[Source records]
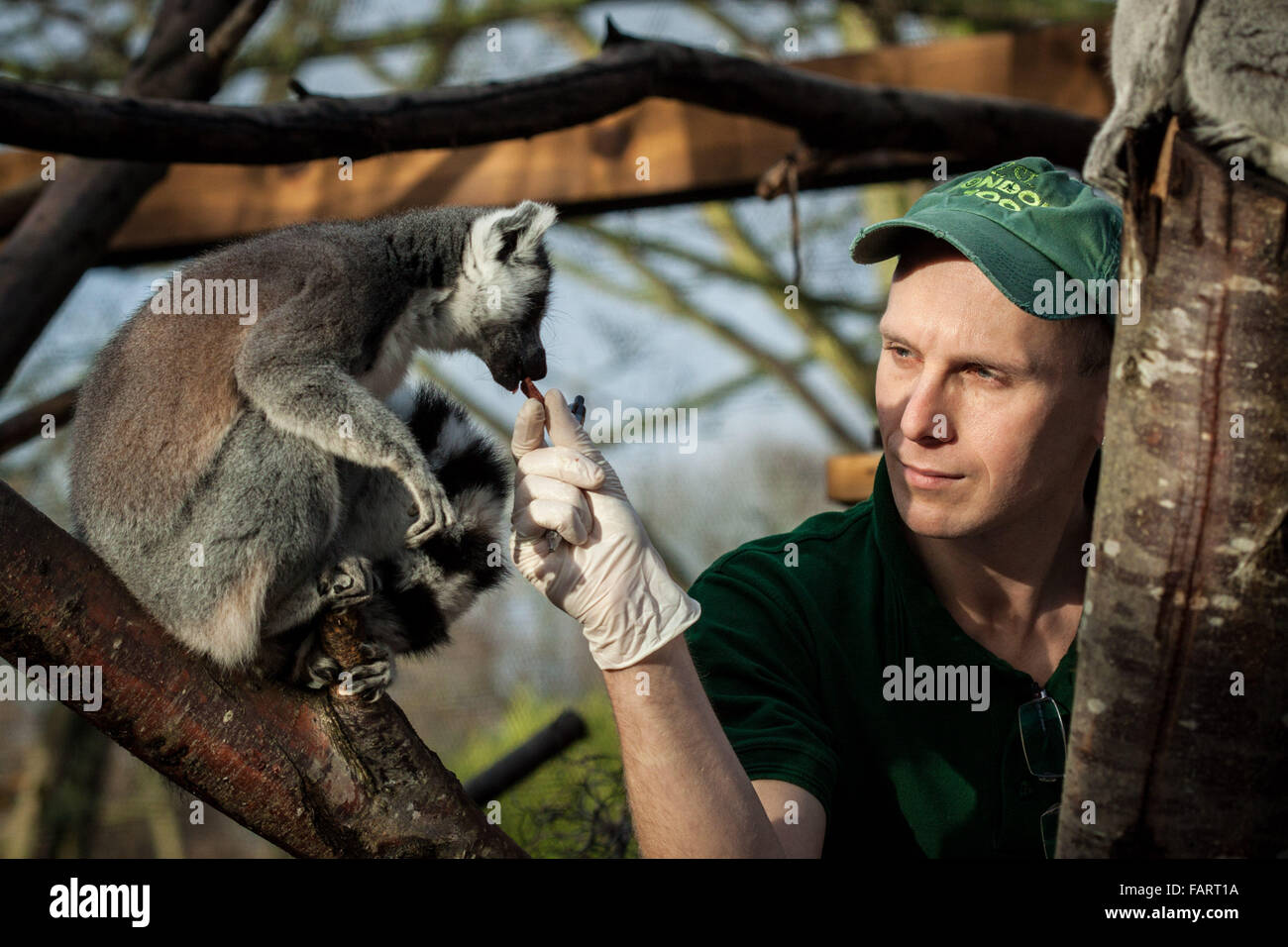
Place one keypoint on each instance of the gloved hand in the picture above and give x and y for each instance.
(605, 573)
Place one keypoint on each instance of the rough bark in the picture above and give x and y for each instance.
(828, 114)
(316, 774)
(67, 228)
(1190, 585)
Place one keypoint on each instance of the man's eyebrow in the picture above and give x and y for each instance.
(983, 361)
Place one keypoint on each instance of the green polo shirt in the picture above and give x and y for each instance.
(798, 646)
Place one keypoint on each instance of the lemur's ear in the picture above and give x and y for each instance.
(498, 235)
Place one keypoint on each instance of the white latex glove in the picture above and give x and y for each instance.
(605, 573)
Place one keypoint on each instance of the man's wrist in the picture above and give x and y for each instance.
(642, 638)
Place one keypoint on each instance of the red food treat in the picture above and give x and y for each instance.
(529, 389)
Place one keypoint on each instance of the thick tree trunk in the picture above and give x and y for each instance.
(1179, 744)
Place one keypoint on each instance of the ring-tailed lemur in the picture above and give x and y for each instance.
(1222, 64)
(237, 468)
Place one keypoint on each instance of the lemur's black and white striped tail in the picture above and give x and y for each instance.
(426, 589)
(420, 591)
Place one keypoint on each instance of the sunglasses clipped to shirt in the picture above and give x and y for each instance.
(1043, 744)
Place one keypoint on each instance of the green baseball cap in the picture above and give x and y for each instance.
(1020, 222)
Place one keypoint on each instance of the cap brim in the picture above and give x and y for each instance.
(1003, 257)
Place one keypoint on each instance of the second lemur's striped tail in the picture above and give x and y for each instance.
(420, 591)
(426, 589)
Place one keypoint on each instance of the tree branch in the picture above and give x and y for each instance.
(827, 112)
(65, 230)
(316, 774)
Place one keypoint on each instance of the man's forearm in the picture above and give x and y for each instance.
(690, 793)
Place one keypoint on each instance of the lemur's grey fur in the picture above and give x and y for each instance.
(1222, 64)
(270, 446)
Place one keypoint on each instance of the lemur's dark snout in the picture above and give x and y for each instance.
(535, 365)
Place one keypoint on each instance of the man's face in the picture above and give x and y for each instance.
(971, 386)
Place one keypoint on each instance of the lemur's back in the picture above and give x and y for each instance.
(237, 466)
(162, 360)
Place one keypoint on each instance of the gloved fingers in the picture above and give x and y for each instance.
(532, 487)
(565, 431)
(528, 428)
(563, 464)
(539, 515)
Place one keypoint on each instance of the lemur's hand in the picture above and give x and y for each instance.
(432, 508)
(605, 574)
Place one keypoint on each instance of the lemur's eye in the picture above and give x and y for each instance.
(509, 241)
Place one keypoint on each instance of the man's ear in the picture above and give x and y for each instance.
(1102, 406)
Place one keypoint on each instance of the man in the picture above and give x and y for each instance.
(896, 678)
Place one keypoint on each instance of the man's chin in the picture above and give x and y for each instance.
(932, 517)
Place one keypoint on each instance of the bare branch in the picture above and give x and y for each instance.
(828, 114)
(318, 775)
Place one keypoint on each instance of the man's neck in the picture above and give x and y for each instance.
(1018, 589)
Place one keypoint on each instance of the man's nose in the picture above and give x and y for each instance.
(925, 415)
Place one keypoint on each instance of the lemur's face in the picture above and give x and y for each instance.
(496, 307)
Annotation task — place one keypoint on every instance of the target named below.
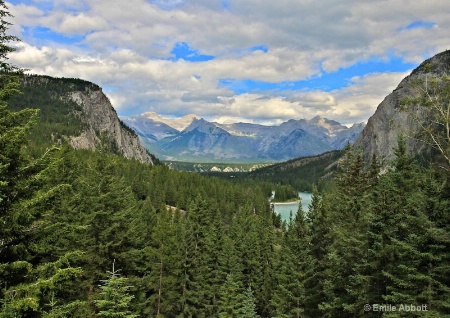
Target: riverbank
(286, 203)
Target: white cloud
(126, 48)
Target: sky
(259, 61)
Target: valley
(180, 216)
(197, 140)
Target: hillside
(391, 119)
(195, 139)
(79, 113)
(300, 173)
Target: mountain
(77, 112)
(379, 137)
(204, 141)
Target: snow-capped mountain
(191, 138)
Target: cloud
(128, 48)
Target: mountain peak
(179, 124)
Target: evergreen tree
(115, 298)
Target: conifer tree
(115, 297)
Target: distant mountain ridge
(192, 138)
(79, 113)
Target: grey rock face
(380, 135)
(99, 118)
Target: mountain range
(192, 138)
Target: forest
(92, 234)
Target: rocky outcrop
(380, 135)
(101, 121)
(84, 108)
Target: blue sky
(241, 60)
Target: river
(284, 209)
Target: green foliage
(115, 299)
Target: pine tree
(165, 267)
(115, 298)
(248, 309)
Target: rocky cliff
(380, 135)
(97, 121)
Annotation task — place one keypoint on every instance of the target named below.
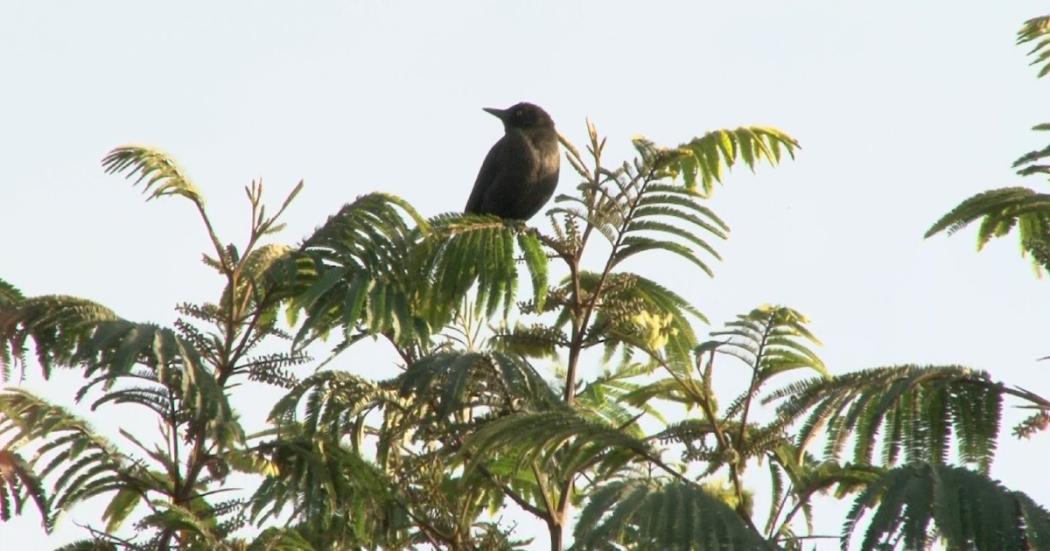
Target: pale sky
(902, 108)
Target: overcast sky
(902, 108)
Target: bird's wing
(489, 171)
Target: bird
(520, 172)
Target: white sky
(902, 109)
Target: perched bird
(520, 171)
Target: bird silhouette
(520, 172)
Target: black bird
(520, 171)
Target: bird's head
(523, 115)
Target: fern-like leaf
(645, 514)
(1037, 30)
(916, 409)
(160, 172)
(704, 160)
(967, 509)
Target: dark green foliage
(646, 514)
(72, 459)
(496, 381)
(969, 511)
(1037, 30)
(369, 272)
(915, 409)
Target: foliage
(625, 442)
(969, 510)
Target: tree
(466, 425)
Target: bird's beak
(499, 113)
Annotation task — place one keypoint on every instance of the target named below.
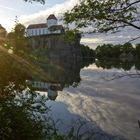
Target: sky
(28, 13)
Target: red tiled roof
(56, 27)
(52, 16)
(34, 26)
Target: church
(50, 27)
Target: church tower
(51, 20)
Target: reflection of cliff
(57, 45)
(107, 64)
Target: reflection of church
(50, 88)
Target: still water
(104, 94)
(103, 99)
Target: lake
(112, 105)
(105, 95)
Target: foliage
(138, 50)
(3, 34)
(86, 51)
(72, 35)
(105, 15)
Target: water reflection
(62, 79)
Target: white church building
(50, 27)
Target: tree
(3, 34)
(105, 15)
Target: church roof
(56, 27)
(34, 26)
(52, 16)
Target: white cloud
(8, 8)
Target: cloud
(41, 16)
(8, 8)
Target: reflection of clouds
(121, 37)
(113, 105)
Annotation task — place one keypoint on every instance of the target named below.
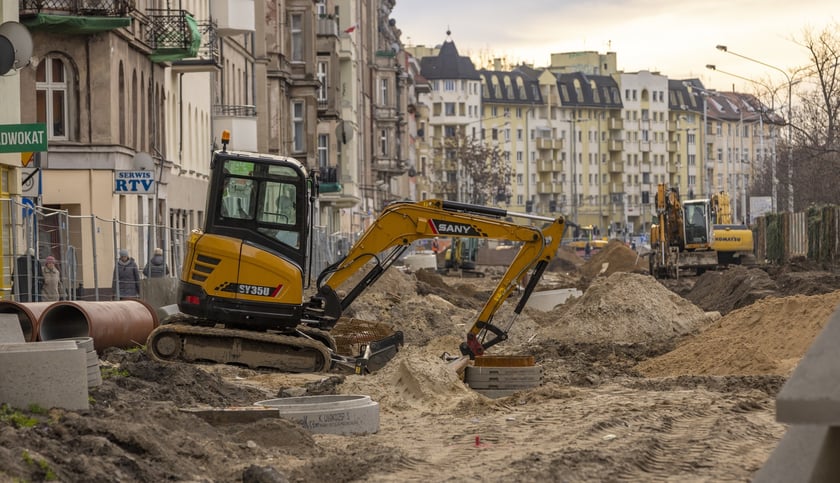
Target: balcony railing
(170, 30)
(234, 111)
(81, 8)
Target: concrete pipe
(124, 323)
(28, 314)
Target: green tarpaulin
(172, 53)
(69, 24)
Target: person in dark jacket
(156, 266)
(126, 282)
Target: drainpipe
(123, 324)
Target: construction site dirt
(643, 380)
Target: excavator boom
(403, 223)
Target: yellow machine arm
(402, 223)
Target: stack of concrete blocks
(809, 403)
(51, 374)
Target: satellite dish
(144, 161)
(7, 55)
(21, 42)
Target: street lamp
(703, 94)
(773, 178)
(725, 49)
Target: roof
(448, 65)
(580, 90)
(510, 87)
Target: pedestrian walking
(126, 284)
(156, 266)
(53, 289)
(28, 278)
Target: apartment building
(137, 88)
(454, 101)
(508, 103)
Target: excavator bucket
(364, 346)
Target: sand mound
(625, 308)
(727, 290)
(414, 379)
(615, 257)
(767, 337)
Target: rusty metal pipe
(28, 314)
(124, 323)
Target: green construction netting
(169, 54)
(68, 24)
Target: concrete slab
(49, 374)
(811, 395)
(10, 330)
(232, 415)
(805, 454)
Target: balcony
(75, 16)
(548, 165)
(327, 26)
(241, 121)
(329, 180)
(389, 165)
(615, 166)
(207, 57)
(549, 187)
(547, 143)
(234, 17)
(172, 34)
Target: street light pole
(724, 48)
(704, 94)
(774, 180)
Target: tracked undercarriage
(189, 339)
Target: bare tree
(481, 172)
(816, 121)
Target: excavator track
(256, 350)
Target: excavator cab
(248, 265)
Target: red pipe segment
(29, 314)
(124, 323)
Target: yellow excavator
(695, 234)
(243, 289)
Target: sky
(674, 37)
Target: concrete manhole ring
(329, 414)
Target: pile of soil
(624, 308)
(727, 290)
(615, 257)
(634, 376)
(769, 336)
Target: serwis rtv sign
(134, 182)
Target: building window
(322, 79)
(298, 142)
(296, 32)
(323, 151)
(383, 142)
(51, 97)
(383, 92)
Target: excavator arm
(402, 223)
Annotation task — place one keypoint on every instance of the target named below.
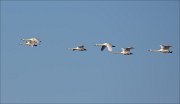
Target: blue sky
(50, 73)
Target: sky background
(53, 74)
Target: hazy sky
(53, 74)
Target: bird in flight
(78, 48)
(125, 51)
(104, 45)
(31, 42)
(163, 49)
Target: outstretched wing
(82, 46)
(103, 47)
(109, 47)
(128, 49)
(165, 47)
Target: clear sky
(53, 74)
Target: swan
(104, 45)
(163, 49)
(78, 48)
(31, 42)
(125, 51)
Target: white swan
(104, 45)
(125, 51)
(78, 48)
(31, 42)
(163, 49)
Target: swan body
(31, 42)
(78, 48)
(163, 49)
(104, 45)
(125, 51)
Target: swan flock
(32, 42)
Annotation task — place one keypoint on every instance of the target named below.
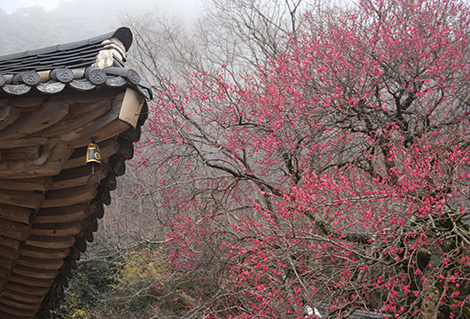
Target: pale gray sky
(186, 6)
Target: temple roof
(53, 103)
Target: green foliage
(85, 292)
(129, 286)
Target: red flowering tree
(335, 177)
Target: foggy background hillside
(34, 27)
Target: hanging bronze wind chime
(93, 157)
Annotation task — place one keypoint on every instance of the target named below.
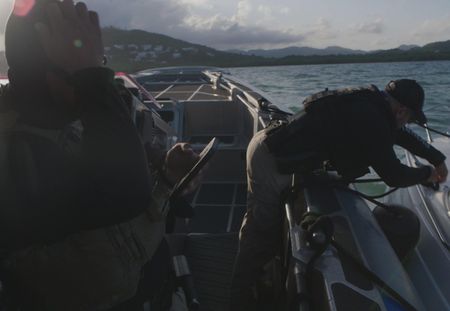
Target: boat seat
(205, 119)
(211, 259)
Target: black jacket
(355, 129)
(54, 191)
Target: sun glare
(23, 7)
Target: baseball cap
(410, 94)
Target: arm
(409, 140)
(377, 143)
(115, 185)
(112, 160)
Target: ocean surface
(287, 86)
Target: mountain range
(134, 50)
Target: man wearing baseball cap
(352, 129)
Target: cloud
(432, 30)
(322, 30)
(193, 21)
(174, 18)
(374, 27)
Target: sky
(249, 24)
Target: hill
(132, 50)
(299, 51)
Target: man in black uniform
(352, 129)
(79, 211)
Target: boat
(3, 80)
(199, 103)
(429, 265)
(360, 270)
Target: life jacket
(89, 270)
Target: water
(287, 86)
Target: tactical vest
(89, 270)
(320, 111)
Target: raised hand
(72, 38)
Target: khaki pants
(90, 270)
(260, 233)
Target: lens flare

▸ **YOUR GOAL**
Word for word, return the lines from the one holding "Target: life jacket" through the end of the entries above.

▸ **TASK RESULT**
Target: life jacket
(89, 270)
Target: water
(287, 86)
Target: tactical vest
(89, 270)
(320, 111)
Target: raised hand
(72, 38)
Target: khaki pants
(90, 270)
(260, 233)
Target: lens flare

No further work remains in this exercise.